Available records

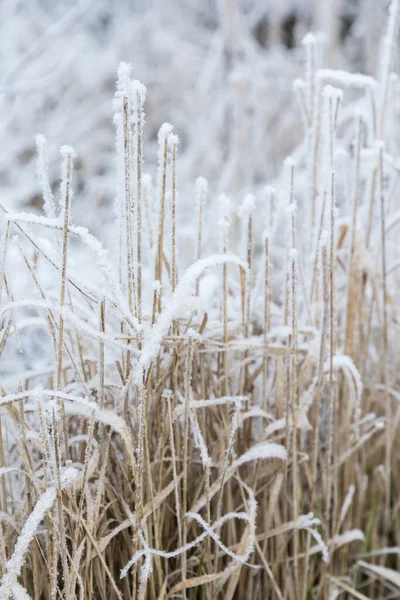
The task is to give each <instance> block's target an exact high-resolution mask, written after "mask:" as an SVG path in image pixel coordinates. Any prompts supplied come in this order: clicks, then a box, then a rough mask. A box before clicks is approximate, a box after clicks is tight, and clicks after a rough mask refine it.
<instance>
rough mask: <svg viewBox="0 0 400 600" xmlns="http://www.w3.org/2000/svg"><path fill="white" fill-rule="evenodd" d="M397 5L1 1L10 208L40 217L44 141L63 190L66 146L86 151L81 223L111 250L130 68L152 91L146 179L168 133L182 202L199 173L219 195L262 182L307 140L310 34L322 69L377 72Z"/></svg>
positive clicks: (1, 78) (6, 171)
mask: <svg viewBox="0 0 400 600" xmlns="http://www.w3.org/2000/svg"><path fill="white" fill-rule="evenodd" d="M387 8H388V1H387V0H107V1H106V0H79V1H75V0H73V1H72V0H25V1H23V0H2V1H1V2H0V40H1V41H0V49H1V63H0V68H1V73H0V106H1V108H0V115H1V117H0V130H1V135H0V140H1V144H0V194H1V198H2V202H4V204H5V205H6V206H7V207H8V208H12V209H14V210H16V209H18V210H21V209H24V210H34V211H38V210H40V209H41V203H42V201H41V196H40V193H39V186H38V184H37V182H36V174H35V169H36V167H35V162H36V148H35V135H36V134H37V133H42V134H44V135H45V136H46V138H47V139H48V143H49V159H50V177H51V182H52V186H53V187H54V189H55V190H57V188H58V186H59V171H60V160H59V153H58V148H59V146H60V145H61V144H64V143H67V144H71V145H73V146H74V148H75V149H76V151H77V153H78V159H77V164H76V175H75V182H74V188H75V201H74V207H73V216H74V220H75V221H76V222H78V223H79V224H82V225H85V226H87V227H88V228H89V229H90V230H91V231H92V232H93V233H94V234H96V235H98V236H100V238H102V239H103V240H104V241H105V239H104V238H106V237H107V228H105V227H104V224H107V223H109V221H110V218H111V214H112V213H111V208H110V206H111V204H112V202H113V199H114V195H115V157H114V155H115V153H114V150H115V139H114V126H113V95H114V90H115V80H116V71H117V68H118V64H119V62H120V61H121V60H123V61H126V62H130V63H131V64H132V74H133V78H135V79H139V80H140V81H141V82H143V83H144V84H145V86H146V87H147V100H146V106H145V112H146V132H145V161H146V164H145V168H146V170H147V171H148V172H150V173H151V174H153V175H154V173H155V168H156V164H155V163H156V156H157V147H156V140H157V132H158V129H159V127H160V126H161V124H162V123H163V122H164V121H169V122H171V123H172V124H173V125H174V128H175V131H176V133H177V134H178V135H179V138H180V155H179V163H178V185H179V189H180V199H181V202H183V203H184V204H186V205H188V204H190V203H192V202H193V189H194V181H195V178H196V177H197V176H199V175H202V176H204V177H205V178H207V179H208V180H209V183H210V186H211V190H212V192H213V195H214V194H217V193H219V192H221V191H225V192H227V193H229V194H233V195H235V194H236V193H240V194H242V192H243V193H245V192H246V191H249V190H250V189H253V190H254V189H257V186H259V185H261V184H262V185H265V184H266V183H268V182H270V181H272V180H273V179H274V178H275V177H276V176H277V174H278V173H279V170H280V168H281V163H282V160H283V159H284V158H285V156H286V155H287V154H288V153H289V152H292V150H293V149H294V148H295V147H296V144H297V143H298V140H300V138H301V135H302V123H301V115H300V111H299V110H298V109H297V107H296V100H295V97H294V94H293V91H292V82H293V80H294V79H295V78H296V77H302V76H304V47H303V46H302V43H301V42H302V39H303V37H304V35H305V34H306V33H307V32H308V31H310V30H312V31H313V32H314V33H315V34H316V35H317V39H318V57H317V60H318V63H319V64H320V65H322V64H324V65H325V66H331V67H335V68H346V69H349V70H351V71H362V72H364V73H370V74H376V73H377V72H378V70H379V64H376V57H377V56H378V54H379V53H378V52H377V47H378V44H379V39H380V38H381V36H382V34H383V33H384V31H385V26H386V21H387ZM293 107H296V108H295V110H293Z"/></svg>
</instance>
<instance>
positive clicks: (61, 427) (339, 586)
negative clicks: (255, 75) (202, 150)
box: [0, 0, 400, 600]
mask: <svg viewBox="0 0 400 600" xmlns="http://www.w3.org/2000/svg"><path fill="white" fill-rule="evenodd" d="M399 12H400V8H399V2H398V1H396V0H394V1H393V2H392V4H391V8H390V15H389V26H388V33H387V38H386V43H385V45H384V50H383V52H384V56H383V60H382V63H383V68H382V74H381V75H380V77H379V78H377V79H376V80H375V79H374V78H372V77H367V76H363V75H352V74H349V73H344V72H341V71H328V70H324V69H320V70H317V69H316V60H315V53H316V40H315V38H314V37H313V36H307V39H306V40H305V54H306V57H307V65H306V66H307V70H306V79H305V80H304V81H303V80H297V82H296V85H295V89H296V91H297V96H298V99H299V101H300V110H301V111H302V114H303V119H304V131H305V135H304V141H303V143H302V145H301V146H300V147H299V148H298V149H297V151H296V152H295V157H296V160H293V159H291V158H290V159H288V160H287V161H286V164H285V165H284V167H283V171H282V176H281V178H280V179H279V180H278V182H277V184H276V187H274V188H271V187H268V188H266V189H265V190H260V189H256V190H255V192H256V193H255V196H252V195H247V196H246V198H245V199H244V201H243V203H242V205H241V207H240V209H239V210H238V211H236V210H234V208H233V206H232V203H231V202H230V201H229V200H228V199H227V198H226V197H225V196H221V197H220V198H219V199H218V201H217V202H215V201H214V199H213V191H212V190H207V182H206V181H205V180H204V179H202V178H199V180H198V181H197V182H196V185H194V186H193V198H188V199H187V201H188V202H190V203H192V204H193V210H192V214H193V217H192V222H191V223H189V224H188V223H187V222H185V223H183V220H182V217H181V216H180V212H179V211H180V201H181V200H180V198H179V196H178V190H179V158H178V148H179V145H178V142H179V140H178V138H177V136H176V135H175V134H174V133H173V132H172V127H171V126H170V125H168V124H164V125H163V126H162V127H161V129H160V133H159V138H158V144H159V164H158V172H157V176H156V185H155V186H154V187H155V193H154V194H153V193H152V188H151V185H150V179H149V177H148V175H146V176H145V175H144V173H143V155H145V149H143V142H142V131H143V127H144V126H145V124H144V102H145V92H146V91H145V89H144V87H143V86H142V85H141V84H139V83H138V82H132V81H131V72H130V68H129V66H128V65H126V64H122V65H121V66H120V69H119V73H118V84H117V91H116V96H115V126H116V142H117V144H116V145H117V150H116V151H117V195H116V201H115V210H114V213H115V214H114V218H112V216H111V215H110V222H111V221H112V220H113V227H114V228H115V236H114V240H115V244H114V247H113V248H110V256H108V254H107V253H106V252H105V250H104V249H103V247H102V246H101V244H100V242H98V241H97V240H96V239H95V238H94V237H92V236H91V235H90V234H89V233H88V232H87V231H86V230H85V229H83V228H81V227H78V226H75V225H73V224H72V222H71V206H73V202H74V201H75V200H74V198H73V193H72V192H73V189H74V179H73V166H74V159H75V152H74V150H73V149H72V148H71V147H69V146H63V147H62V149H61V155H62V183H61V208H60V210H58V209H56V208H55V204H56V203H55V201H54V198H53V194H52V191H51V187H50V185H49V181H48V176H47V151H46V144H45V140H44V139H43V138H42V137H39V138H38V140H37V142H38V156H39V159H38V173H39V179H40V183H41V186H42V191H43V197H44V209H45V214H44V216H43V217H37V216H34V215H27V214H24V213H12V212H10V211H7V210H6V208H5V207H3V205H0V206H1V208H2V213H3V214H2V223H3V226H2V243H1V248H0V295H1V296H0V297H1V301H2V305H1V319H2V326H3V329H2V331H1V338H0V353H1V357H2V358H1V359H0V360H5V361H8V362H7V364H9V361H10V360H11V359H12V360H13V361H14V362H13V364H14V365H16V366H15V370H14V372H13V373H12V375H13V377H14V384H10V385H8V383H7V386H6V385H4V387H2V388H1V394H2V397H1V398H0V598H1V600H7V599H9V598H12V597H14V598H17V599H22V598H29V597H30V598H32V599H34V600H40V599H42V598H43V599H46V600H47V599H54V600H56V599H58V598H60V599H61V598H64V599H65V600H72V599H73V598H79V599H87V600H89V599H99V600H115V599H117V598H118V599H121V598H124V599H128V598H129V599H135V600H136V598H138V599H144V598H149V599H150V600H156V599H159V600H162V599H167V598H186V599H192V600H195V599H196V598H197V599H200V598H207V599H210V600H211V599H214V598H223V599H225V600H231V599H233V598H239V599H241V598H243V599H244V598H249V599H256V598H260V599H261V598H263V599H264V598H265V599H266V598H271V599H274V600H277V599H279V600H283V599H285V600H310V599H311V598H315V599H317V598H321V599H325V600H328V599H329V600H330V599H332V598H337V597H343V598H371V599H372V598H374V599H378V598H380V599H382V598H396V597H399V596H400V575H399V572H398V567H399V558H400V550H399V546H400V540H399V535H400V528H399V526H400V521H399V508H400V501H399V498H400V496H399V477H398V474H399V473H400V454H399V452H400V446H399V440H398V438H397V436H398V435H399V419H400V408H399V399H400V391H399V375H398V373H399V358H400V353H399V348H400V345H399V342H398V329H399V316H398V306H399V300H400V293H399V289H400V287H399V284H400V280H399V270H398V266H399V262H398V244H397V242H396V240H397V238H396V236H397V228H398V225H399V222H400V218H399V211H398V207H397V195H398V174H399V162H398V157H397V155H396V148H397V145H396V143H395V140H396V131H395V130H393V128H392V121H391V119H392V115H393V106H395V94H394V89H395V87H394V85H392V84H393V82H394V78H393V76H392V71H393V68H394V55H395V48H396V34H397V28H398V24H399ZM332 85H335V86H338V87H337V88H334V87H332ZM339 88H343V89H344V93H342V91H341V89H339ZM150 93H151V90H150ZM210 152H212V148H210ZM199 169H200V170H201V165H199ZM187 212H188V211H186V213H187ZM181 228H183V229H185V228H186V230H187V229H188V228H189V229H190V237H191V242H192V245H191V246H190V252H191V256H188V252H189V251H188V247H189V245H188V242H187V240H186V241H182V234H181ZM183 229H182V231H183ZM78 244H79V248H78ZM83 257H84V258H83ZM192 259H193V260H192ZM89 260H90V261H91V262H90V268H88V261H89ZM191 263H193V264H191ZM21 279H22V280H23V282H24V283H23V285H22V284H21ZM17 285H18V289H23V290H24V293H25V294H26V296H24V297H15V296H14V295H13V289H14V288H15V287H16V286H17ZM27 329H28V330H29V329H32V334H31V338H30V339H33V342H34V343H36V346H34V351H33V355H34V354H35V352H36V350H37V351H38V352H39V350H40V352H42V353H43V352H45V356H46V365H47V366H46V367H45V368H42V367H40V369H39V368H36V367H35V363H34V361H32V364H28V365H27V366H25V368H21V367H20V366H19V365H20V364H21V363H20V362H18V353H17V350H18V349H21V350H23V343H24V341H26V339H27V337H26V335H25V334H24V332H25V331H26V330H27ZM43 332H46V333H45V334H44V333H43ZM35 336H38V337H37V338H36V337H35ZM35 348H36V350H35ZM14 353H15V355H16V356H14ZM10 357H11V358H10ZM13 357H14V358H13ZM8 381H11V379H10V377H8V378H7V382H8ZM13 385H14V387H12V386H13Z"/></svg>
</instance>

Exercise details
Please write out the listing above, word for word, from its start through the line containing "positive clicks: (1, 78) (6, 171)", and omit the pictures.

Problem solution
The task is to give each <instance> block's target an exact high-resolution mask, written after "mask:" as an SVG path in image pixel coordinates. Any prompts supplied come in this order: clicks, then a box, then a rough mask. A box before clicks is approximate, a box after clicks is tight, and clicks after a rough mask refine it.
<instance>
rough mask: <svg viewBox="0 0 400 600" xmlns="http://www.w3.org/2000/svg"><path fill="white" fill-rule="evenodd" d="M397 5L1 1L10 208L40 217L44 141L63 190L66 146L86 151L81 223L111 250L130 68L152 91L146 179L168 133L182 202L199 173L219 195L262 182L307 140L310 34L322 69L377 72Z"/></svg>
positive clicks: (1, 78) (6, 171)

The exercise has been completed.